Set task a: Reproduce verbatim the rows below, everything from the first row down to the line containing "xmin=252 ymin=367 xmax=301 ymax=417", with both ends included.
--- Start of Quoted text ---
New Year’s Resolutions

New Year's Resolutions

It’s a new year and with it comes new expectations and hopes. Having posted the rather lengthy Kinslayer Chronicle, I felt that perhaps it was time for a bit more of my random musings. And what better to fill this blog with than my thoughts on an age old western tradition.

The first thing I was asked by friends after the clock struck twelve on January 1st (once we actually started talking since we’re all approaching that point in life where we don’t see any value in staying up abnormally late anymore) was what I had resolved to do this year. My response was short and rote. I’m upholding my resolution years ago to not make New Year’s resolutions. It’s a cop-out, I know but bear with me as I explain myself.

Talk to most people and they all have similar goals. Fitness and dieting are high amongst them as is the utter devotion to their goals for a good solid two to three weeks. And then, inevitably, the resolutions fall to the wayside. I had my fair share of “get healthy” promises each year. It wasn’t until university that I began to approach health and fitness a bit more seriously. And I didn’t leave it to little early morning resolution either.
--- End of Quoted text ---
--- Start of Source records ---
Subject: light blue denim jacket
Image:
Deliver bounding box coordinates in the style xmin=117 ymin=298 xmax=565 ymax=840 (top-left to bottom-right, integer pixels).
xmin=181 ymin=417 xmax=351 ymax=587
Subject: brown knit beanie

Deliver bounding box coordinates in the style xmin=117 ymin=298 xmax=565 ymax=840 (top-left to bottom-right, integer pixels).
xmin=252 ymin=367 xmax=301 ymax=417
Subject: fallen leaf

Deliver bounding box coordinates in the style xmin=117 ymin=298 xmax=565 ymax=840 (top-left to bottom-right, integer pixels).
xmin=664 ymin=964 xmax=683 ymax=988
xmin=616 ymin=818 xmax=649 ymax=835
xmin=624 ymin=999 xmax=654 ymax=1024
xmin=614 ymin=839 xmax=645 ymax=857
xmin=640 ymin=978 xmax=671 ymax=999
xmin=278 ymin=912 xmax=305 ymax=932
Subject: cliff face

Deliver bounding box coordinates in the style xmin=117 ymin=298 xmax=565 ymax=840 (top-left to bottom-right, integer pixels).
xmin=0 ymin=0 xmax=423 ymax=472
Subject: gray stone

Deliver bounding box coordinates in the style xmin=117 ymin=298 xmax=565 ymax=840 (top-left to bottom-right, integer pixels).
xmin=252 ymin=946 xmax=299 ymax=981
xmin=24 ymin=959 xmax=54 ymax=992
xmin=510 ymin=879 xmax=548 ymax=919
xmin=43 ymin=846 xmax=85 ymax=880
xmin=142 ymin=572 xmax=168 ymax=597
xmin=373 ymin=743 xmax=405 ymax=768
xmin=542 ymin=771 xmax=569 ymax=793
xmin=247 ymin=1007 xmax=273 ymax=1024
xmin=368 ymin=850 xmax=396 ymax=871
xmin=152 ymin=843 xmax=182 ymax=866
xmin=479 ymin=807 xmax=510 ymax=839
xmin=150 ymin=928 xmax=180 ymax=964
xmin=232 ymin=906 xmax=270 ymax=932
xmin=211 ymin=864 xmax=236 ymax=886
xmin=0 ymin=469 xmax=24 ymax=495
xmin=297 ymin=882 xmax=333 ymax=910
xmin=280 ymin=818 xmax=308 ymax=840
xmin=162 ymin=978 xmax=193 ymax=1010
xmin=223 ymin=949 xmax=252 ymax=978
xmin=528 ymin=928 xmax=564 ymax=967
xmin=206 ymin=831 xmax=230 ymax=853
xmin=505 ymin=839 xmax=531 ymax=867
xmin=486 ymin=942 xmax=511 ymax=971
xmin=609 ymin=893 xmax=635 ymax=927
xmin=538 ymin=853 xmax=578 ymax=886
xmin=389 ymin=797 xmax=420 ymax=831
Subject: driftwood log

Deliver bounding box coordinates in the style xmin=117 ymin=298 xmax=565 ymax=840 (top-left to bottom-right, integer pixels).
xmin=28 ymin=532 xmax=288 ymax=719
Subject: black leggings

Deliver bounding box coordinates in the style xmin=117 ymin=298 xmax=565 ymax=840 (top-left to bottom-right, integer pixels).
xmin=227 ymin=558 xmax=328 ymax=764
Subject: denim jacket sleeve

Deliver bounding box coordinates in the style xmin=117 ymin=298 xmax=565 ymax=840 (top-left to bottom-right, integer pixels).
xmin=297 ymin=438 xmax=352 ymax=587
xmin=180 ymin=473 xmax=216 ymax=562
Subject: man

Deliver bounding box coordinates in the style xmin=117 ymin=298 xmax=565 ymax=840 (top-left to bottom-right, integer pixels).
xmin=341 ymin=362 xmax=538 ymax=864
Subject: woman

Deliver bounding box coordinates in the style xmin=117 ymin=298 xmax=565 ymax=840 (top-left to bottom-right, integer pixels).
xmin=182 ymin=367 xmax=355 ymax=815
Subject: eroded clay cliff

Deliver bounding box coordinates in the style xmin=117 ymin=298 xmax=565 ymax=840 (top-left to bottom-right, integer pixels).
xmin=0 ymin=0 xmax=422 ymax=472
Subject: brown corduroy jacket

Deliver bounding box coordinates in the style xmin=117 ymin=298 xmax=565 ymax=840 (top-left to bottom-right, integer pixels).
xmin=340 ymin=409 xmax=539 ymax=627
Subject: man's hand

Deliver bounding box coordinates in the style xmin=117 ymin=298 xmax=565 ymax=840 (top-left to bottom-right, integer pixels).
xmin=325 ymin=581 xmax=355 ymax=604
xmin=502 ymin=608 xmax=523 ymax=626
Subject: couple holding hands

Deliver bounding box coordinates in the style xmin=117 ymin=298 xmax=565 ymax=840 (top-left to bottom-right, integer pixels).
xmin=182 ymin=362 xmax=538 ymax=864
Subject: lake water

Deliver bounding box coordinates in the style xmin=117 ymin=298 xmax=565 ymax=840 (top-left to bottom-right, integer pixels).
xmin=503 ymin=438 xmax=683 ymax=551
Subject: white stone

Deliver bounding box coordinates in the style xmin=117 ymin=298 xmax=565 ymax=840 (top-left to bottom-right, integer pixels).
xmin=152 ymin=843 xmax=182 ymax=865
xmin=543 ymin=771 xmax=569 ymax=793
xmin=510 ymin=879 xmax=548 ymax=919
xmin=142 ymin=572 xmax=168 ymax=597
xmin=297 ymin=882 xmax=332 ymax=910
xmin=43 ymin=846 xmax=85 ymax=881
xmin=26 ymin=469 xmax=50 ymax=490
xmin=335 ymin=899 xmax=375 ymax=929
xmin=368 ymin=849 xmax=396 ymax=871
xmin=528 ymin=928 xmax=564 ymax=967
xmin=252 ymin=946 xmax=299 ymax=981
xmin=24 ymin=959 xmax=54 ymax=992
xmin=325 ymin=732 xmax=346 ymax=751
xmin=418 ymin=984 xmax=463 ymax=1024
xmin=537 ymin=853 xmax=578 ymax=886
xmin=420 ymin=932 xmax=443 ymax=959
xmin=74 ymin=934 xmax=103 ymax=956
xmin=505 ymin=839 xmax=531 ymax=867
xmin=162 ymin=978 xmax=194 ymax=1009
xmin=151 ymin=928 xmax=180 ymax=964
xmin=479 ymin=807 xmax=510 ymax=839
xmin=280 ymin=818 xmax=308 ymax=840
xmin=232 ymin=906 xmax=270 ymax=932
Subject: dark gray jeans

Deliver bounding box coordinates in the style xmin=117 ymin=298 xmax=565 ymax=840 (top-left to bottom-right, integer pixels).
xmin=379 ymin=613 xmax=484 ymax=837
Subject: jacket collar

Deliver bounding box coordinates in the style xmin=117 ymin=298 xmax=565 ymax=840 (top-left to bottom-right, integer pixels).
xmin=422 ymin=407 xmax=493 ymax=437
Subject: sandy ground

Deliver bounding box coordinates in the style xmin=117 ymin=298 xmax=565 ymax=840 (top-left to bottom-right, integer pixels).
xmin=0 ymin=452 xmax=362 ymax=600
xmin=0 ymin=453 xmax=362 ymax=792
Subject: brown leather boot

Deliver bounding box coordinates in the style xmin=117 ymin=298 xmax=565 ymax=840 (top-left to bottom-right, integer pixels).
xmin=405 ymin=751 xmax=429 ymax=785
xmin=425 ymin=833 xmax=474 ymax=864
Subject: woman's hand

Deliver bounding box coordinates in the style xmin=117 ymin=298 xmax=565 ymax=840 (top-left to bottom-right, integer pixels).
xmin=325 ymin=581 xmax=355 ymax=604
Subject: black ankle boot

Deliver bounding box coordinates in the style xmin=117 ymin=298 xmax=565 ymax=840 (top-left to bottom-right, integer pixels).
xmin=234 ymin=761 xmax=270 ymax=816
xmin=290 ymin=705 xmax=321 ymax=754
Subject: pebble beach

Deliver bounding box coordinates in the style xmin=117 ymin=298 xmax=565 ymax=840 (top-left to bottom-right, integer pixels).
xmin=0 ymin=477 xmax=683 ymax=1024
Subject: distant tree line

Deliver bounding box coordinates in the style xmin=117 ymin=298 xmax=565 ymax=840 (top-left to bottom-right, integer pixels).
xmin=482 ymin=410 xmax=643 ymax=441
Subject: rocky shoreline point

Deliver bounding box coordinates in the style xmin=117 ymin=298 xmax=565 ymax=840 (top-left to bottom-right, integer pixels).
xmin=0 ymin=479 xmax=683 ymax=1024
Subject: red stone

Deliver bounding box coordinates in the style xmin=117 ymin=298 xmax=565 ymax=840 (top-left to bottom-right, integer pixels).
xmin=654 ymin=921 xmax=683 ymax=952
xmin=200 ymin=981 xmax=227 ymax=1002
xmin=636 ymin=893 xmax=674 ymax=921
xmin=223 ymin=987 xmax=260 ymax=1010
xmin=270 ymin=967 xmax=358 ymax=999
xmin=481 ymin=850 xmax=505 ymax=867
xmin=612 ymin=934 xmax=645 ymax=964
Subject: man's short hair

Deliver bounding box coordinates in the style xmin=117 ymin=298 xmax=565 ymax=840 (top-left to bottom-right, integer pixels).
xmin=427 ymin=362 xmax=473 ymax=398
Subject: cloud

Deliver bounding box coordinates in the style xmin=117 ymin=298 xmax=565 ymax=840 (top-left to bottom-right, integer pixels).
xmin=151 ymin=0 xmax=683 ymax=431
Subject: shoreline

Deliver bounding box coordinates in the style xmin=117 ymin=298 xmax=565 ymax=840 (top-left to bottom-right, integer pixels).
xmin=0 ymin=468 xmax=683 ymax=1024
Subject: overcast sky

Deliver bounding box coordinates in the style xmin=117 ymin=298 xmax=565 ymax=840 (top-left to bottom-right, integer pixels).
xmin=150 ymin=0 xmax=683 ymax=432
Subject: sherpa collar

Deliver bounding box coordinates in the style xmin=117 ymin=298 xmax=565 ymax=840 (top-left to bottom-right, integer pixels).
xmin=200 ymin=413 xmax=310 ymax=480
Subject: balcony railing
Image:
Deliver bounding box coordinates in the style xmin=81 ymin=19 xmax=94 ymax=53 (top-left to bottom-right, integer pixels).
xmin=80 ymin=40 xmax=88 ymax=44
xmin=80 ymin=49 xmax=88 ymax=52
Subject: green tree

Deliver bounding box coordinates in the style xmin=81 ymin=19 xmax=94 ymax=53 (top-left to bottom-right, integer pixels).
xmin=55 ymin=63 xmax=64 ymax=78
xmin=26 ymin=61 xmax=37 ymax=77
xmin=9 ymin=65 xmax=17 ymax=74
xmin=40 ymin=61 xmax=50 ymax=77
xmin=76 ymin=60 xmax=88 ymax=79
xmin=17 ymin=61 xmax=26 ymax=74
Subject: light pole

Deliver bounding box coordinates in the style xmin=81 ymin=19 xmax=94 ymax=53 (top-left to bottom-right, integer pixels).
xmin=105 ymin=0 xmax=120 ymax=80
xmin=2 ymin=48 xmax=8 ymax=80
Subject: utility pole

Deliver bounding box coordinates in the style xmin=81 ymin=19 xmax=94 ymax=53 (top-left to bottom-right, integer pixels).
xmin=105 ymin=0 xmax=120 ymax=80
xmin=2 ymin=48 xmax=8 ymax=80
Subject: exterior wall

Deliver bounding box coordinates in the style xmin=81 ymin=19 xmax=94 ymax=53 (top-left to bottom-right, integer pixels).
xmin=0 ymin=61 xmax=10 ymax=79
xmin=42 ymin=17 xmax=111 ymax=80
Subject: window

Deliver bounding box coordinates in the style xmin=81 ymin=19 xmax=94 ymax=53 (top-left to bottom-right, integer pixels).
--- End of Source records ---
Set task b:
Answer these questions using the post on New Year's resolutions:
(i) What rather lengthy piece had the writer posted before this one?
(ii) What resolution, made years ago, does the writer say they are upholding?
(iii) At what stage did the writer begin to approach health and fitness more seriously?

Response a:
Subject: light blue denim jacket
Image:
Deliver bounding box coordinates in the style xmin=117 ymin=298 xmax=565 ymax=840 (top-left to bottom-right, integer pixels).
xmin=181 ymin=417 xmax=351 ymax=587
Subject: brown knit beanie

Deliver bounding box coordinates in the style xmin=117 ymin=298 xmax=565 ymax=840 (top-left to bottom-right, integer pixels).
xmin=252 ymin=367 xmax=301 ymax=417

Response b:
(i) The Kinslayer Chronicle.
(ii) The resolution not to make New Year's resolutions.
(iii) At university.